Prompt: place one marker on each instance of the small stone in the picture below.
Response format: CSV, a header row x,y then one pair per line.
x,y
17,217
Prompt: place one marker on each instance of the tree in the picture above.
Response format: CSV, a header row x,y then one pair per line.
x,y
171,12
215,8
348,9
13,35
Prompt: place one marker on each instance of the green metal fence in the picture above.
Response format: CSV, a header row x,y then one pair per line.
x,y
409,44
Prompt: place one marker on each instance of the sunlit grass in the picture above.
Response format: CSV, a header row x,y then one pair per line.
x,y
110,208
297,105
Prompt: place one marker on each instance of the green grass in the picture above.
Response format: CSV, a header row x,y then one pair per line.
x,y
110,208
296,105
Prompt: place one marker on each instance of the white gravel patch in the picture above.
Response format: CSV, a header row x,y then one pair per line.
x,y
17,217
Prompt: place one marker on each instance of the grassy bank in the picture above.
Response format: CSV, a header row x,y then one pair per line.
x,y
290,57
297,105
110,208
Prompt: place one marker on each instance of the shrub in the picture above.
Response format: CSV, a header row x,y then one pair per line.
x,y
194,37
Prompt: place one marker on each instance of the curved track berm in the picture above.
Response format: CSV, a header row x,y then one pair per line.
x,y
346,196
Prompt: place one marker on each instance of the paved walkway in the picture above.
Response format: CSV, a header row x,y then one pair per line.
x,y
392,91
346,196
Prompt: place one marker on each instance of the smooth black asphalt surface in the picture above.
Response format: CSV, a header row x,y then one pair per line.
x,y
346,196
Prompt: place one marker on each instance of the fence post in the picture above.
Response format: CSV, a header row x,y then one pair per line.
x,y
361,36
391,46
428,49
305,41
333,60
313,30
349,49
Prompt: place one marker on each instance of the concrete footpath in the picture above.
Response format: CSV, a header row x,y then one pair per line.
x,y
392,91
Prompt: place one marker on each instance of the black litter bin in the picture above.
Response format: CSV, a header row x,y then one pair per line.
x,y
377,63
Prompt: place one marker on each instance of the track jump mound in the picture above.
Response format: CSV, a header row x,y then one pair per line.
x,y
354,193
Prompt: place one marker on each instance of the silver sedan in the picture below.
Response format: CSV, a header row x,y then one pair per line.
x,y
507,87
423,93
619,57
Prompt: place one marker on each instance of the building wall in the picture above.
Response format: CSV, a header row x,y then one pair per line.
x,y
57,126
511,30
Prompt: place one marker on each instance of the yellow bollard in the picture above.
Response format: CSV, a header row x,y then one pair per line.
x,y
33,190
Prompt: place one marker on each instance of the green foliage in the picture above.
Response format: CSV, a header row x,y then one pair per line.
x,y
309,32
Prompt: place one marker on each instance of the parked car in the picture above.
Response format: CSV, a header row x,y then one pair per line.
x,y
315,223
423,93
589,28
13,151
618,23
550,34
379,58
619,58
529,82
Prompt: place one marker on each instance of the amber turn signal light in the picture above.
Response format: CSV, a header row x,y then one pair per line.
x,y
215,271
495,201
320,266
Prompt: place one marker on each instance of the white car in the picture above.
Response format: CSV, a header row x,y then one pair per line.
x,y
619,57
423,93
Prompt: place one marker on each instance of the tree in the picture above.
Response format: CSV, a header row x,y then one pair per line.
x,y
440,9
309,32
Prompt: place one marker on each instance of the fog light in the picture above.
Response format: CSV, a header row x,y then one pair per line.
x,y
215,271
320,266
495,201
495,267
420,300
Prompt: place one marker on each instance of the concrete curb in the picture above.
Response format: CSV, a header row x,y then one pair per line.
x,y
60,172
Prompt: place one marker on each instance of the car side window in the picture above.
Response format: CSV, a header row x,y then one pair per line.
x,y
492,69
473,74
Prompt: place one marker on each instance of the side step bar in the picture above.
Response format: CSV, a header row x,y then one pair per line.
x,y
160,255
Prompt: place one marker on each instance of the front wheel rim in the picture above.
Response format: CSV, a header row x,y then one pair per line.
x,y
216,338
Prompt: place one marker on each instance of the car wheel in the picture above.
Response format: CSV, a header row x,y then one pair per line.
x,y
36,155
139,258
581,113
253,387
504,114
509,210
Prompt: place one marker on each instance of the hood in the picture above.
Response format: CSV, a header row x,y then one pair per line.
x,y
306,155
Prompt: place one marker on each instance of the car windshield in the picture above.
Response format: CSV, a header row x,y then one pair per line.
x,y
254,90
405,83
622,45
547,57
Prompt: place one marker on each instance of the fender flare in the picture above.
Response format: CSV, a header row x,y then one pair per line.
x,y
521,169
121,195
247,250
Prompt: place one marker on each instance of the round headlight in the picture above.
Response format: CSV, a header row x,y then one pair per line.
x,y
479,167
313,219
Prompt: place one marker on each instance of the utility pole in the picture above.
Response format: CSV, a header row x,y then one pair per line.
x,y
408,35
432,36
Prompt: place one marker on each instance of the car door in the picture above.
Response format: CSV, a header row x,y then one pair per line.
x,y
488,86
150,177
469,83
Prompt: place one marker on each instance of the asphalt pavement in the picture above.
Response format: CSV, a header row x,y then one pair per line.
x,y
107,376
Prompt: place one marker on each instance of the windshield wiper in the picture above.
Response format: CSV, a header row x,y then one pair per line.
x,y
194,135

* * *

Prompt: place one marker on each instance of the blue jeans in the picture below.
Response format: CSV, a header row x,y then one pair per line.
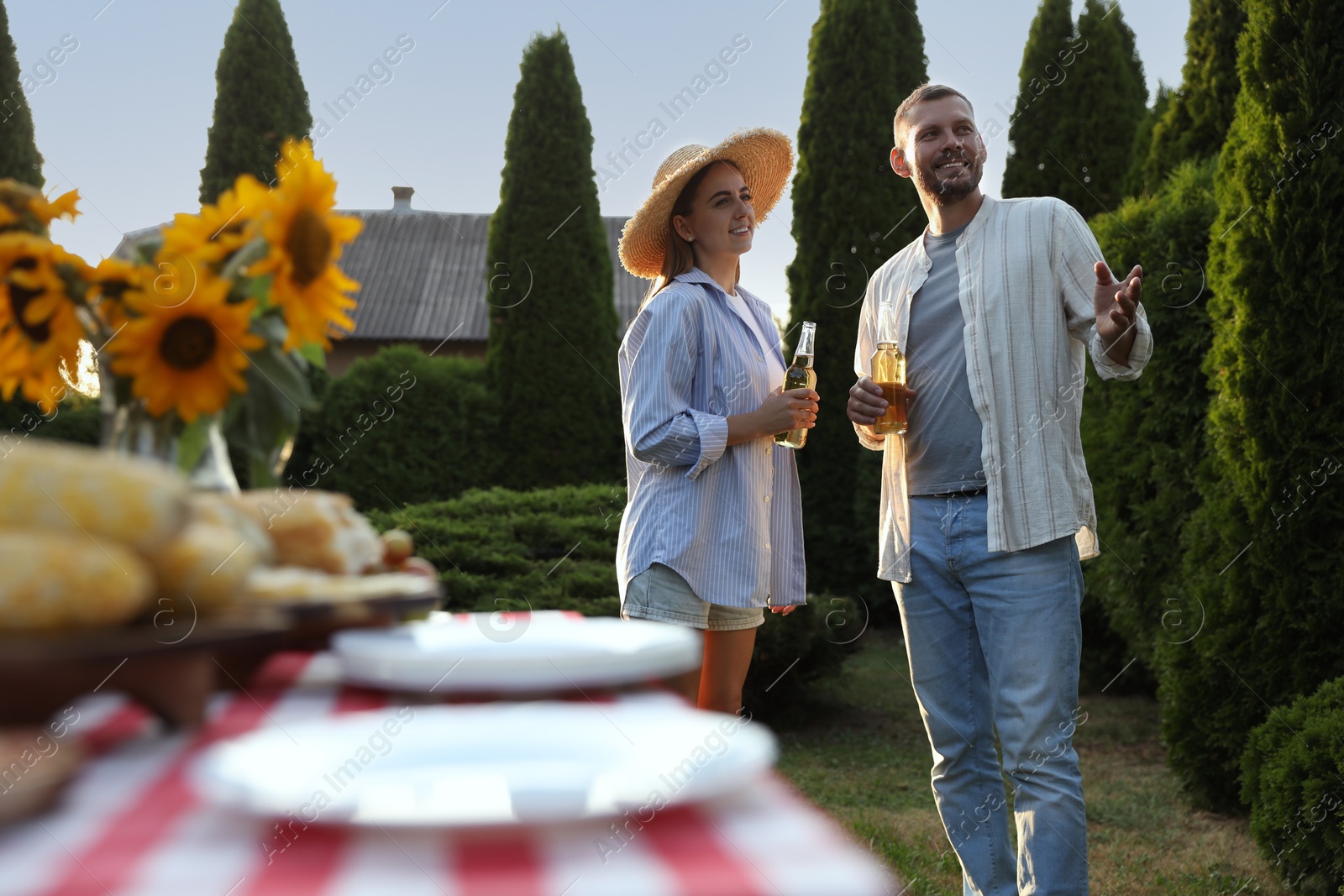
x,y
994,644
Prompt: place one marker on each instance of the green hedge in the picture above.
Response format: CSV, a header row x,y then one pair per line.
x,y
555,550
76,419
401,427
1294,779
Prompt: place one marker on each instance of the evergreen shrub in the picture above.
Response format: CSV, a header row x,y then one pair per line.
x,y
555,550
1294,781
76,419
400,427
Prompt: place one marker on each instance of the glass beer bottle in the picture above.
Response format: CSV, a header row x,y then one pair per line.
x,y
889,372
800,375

Goal of the exercise:
In the listing above, start at the line with "Prompt: place one marker on each instance of the utility", go on through the line with "Prompt: place one marker on each instance of the asphalt", and copy each of those lines exactly; leave out all the rest.

Result of this task:
Prompt: place one marker on each instance of the utility pole in the picture above.
Response format: CSV, a header row x,y then one pair per line.
x,y
408,35
432,36
Prompt: place one marker on each instance of the car door in the picture above.
Response format: CSV, a header row x,y then one pair per line.
x,y
488,86
150,177
469,83
Prompt: place one marker on each instance of the asphalt pavement in the picture above.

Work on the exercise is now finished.